**REQUIRED WORK:** For the entries that follow, give the number of lines holding the string "backdrop" and nothing more.

**EXERCISE INPUTS:**
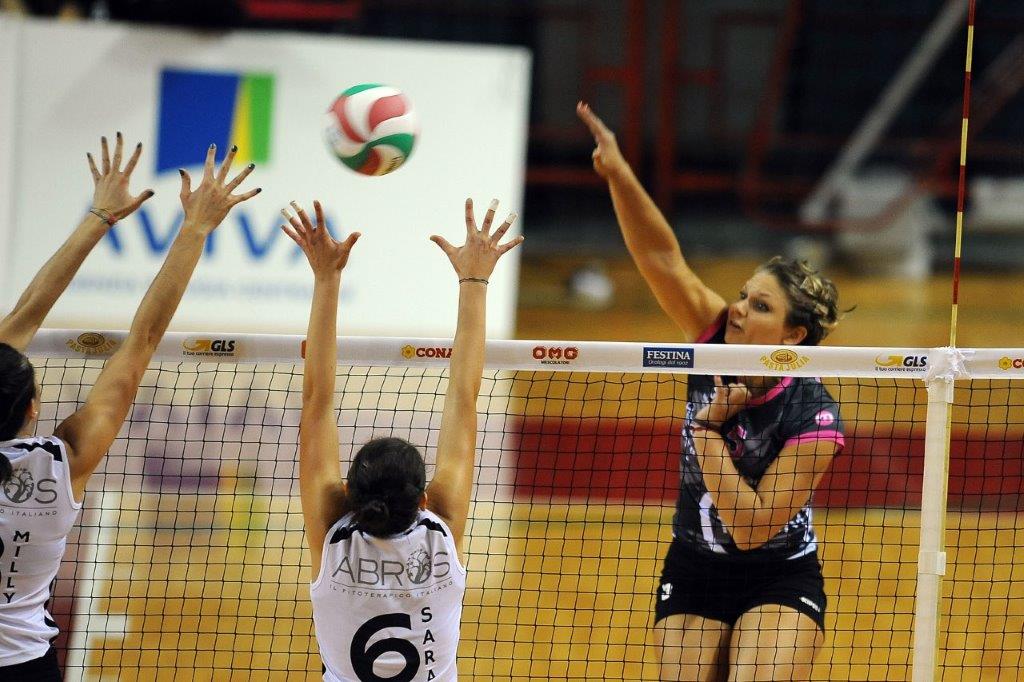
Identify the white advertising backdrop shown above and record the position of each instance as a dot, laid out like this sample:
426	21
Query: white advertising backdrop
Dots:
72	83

* * *

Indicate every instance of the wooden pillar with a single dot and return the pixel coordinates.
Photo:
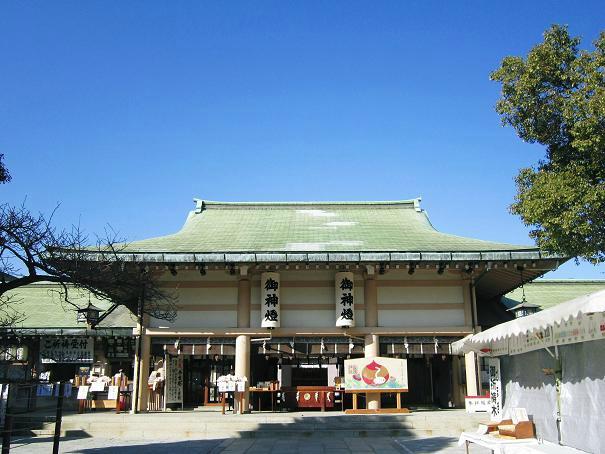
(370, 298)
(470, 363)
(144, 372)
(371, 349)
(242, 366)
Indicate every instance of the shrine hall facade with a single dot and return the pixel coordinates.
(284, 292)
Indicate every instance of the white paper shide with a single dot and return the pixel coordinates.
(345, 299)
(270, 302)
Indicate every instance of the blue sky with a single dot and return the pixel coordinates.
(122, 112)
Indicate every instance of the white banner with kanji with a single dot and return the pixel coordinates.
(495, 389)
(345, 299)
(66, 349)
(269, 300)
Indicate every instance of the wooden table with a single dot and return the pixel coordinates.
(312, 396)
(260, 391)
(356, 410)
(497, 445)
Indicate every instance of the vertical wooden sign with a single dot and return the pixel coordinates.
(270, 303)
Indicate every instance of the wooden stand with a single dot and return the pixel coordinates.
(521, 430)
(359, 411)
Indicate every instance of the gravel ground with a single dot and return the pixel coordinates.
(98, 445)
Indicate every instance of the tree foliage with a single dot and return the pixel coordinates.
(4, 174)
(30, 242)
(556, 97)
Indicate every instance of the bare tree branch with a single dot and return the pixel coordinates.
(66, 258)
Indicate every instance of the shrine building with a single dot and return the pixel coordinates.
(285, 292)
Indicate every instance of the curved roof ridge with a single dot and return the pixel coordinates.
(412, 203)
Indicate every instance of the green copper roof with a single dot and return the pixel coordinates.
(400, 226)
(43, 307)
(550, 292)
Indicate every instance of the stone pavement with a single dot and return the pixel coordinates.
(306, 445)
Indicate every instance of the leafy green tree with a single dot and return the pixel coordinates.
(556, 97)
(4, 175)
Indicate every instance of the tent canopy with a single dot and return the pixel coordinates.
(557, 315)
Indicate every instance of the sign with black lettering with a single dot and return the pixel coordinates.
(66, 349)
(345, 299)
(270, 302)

**EXERCISE SOLUTION:** 2